-- start of Exercise input --

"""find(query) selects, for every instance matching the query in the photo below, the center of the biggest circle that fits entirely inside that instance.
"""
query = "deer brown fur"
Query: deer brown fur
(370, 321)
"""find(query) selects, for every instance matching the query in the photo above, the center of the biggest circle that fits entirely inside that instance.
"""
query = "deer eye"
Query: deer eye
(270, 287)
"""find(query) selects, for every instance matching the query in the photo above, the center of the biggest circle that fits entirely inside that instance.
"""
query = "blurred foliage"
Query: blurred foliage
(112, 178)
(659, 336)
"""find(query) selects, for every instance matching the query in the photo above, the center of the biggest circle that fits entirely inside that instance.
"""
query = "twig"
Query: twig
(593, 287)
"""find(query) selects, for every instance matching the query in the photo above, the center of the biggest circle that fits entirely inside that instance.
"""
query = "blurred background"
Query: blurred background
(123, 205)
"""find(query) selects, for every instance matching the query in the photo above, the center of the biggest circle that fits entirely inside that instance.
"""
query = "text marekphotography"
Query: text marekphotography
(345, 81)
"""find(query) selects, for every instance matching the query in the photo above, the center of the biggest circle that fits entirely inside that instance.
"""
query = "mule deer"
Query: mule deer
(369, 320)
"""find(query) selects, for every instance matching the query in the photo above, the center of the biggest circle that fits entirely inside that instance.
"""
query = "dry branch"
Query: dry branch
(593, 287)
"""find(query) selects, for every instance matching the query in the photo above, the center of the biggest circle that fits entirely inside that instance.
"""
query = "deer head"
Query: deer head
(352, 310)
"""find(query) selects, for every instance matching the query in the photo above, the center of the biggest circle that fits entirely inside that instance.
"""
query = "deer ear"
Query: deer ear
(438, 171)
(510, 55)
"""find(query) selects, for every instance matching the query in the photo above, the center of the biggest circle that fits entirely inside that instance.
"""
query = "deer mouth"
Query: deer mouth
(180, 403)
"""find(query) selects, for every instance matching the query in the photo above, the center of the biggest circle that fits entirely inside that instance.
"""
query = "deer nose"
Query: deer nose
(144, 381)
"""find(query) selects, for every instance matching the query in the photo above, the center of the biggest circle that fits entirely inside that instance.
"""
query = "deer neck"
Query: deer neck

-- end of Exercise input --

Retype the material above, line by line, exactly.

■ **Complete answer**
"""find(query) selects, for every instance matching the query in the photo below, the center of the biggest circle that fits entirely inside that instance.
"""
query = "deer brown fur"
Query: deer brown fur
(370, 321)
"""find(query) selects, for every instance matching the query in the photo above, the center of the biggest circle that fits entirely inside that instance.
"""
query = "deer eye"
Query: deer eye
(270, 287)
"""find(query) selects, for every instance matching the query in the photo above, the center of the biggest circle that fits entirely inside that instance.
"""
query = "blurred foliage"
Query: blurred foliage
(112, 178)
(659, 336)
"""find(query) selects, for every instance matching the query in the photo above, the center of the biggest circle that fits entirely inside that instance.
"""
query = "twig"
Query: twig
(593, 287)
"""find(query) selects, for every instance matching the query in the photo above, the center of the biggest circle that fits entirely inside that instance.
"""
query = "blurred background"
Query: blurred background
(123, 205)
"""find(query) selects, for every instance matching the query in the photo above, the center of the biggest circle that fits entirely inside that instance.
"""
query = "text marekphotography"
Query: text marekphotography
(345, 81)
"""find(query) selects, for every instance matching the query in the photo above, the center of the biggest circle that fits entirely inside that instance.
"""
query = "mule deer"
Query: mule deer
(369, 320)
"""find(query) selects, for every instance matching the query in the photo above, the center of the biggest circle that fits entirely inside that instance.
"""
query = "dry branch"
Query: dry branch
(593, 287)
"""find(query) selects, for every instance matching the query in the photo above, the center of the biggest circle that fits entirely inside that instance.
"""
query = "deer head"
Query: deer head
(352, 310)
"""find(query) selects, for every instance matching the query in the photo above, the center of the biggest circle that fits entirely inside that instance.
"""
query = "deer ear"
Query: deer ear
(438, 171)
(510, 55)
"""find(query) selects, for every instance matching the query in the photo above, the center of the biggest circle that fits entirely inside that instance.
"""
query = "deer mouth"
Query: deer mouth
(180, 403)
"""find(query) selects, for every instance matching the query in the photo above, the center of the biggest circle that fits entirely inside that instance.
"""
query = "deer nose"
Query: deer nose
(144, 381)
"""find(query) selects, for every instance matching the query in the photo above, the center of the biggest circle that fits entirely inside that instance.
"""
query = "deer neck"
Query: deer neck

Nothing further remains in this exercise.